* Box-labeled dataset extracts *
┄┄┄┄┄┄┄┄┄┄

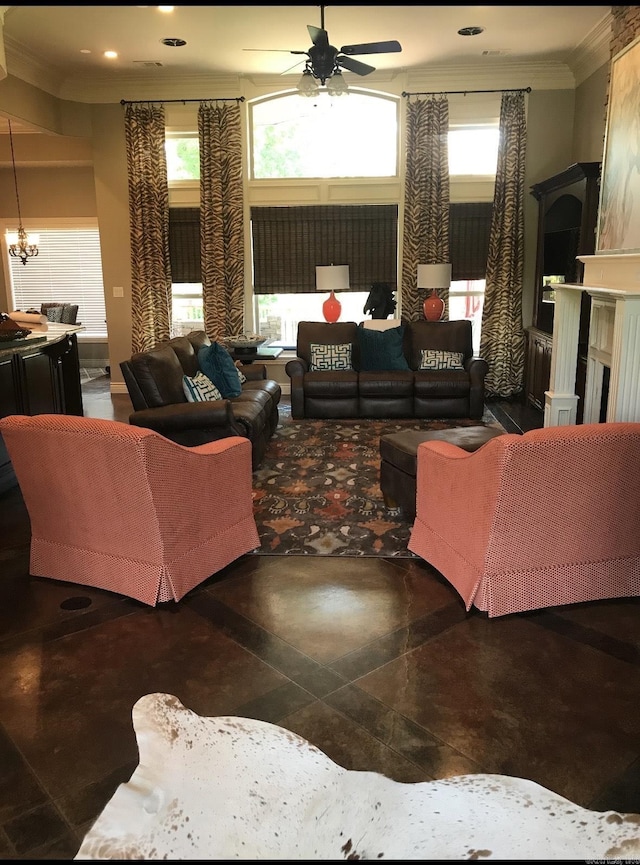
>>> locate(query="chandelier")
[7,120,40,264]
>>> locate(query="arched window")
[249,90,399,180]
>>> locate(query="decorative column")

┄┄┄┄┄┄┄┄┄┄

* WORK TO BE COMPLETED *
Exclude the images and reproduce the remaining data exactly.

* EXERCISE RESULT *
>>> locate(query="chandelier")
[7,120,40,264]
>>> locate(query="arched window")
[249,90,399,180]
>>> locate(query="decorative column")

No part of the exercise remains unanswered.